# Help on a 1952



## Pam in Oklahoma (Jul 21, 2017)

hi all... been watching and reading some of y'alls posts since I joined a couple months ago. I need help on my brother's 1952 ???
I can't find any pictures of the exact bike even in the 1952 catalog so I'm guessing it may be pieced together... he got it in the early 60's as a Christmas gift. Santa's elves were digging in the reindeer barn and found it. I think they repainted (or maybe my brother did?) it before lobbing it on the back of the sleigh! I'm needing to get rid of it because I'm liquidating the family estate. Any idea on the value of this piece?


----------



## barneyguey (Jul 21, 2017)

I think you have a Phantom with another brand fenders and chain guard o n it. The forks also look bent. Here's my 1950 Phantom.


----------



## Jeff54 (Jul 21, 2017)

Pam in Oklahoma said:


> View attachment 647804 View attachment 647802 View attachment 647805 View attachment 647810 View attachment 647806 View attachment 647808 hi all... been watching and reading some of y'alls posts since I joined a couple months ago. I need help on my brother's 1952 ???





Yup it's probably a black phantom. the wheels look right, chain ring (sprocket) probably handles bar too. but the stem (gooseneck) is not, fenders not, seat old but not and chain guard not, the  fork does look bent too . Lots and lots of work to monetize it and that's only if the frame actually is a black phantom under that paint, and if your brother's remodel job can be undone. In general Schwinn old rims, the chrome can be cleaned up nice, good tuff back then. But that rotting spoke is a good indication they'll need plenty work to restore too.

» **Aim 1**:
In the forum thread about the 1952 bike, how did Pam's brother come to own it?
» **Aim 2**:
Carry on the forum thread about the 1952 bike from the point where it ends.

» **Given entries**:
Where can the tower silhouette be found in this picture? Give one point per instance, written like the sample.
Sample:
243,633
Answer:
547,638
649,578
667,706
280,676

» **Answer 1**:
He got it as a Christmas gift in the early '60s.

» **Answer 2**:
You might get somebody locally to give ya ,like 200 bucks for it, If they believe the frame is a black phantom and willing to do all the work and cash out of pocket, but otherwise, a tough sale. Alternately, Your bro was probably pretty proud on his rebuild, so there might be more sentimental value than buck worth there.

Get the rims to shine again, remove paint without messing up what's under it, replace the bent parts of fork and price goes up but, probably not so much that you'll be rewarded for the efforts required. .

Wait, what?; I just noticed he took off the welded   retainer for kick  stand and replaced with a bolted one  too?. Or that's actually a Schwinn but would not be a black phantom at all.  What's that sound on PBS antique's road show, when they update value and it's gone down?? If he did that, then, I'm hearing it now. you do seem to have the right date, actual number ranges in October 1952, and some Schwinn's made for whole sale market don't have them, but I don't think any Black phantoms were made without.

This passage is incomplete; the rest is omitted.